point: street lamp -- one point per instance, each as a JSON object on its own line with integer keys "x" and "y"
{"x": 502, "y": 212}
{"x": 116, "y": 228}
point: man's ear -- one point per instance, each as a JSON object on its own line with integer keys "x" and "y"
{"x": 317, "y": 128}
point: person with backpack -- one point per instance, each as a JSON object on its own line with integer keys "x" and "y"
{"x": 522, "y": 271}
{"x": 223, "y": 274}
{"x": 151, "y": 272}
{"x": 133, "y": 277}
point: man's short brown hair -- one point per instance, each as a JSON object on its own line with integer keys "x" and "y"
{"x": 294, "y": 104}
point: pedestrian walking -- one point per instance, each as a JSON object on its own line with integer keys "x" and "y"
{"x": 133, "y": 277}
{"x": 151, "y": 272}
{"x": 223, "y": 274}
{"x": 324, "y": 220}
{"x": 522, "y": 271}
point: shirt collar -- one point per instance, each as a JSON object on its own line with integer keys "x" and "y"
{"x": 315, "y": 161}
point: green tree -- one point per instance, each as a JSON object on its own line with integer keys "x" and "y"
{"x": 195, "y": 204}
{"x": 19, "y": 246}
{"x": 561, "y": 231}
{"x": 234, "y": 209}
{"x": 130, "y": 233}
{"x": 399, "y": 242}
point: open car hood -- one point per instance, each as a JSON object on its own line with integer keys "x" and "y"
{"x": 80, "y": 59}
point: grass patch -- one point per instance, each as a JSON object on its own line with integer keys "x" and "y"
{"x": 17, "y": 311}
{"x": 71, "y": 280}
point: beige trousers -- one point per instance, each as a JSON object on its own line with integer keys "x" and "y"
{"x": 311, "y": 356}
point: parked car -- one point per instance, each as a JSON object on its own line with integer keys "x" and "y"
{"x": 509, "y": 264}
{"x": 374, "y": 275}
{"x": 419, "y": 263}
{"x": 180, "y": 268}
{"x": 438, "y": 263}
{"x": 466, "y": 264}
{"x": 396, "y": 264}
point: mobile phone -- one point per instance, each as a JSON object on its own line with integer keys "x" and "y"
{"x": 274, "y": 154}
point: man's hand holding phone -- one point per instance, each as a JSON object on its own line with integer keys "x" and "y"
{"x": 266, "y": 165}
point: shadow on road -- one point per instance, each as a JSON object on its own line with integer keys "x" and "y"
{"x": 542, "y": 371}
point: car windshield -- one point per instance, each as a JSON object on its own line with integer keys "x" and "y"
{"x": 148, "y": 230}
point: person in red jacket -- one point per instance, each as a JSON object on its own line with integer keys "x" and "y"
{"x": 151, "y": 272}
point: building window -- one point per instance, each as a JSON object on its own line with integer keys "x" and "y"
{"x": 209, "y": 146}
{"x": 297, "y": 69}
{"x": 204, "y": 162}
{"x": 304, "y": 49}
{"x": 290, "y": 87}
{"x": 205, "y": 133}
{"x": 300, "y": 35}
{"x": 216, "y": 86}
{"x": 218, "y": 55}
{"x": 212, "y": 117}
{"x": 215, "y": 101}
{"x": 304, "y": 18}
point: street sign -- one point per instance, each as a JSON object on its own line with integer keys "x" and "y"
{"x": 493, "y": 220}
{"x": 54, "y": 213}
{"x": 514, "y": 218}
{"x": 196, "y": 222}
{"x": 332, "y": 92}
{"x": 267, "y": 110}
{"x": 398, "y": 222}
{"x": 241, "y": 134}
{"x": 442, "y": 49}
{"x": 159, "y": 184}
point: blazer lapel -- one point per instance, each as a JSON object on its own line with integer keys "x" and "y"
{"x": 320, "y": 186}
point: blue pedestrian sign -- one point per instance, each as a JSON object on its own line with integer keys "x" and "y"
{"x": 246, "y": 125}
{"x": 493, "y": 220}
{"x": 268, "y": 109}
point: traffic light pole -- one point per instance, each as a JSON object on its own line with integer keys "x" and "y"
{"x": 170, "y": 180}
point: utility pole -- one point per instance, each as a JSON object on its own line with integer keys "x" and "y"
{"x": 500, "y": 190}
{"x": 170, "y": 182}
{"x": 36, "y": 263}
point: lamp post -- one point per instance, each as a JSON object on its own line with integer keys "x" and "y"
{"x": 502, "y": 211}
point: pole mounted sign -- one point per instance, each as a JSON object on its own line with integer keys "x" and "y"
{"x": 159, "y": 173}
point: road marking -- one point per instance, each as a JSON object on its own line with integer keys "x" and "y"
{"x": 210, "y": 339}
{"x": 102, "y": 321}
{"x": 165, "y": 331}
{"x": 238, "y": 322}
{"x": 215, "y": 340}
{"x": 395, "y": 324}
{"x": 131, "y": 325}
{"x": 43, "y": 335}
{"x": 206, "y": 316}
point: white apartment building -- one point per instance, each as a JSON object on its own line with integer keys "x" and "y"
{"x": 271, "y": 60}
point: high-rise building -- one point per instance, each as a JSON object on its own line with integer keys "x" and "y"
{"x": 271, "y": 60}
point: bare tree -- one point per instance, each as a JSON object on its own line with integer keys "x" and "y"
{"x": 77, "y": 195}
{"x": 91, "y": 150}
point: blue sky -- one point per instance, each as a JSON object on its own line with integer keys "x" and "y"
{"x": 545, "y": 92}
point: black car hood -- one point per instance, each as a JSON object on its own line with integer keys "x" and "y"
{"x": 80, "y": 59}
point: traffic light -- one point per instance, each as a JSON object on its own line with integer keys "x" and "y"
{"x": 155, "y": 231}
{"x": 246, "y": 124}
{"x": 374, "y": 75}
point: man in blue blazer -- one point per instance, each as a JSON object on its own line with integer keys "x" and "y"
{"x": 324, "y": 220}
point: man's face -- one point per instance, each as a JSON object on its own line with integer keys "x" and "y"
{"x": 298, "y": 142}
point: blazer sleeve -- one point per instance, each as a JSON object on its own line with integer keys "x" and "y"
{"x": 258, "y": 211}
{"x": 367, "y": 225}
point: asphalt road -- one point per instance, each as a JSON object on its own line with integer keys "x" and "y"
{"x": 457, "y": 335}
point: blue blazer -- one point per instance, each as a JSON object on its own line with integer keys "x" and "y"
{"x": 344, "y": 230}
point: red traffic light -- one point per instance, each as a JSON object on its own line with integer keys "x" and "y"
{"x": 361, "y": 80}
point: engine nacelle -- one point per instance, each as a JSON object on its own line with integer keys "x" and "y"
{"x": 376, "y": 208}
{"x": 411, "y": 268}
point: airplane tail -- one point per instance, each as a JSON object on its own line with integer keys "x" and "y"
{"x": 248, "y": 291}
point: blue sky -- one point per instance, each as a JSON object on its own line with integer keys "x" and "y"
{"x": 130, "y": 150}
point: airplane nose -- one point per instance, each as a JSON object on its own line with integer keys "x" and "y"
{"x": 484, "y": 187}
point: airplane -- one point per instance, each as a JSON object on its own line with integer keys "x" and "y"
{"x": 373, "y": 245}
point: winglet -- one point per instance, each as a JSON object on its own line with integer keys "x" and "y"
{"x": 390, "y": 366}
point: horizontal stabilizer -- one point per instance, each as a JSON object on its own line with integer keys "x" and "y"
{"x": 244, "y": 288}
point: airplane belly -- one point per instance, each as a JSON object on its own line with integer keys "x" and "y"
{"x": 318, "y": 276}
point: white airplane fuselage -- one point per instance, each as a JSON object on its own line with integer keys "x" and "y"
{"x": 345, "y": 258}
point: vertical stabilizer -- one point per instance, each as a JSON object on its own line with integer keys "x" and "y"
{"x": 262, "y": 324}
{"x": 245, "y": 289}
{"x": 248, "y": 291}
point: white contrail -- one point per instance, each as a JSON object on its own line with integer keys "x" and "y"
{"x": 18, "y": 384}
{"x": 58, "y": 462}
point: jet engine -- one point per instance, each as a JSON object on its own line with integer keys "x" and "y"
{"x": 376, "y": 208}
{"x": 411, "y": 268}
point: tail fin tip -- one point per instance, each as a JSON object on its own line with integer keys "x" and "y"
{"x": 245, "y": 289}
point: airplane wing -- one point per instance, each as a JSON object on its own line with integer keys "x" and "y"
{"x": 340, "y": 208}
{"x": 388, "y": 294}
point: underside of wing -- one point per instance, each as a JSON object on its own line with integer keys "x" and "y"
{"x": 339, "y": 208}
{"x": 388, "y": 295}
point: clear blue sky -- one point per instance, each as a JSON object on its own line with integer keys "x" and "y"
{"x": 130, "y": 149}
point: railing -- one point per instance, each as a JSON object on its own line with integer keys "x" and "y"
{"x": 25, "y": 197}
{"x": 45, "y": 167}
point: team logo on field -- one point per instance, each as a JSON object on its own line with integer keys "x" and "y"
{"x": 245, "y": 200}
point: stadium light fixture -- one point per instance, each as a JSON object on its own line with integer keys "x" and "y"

______

▶ INSTRUCTIONS TO FOLLOW:
The required result is an exact repetition of the lines from the one containing "point: railing -- one" through the last line of the data.

▶ WORKED SOLUTION:
point: railing -- one point per instance, each as a JSON object on its own line with integer keys "x" and "y"
{"x": 25, "y": 197}
{"x": 45, "y": 167}
point: team logo on field -- one point per instance, each as a JSON object on its own line with integer keys "x" and "y"
{"x": 245, "y": 200}
point: stadium light fixture -- one point per instance, each as a JSON object on its own line with integer keys "x" and "y"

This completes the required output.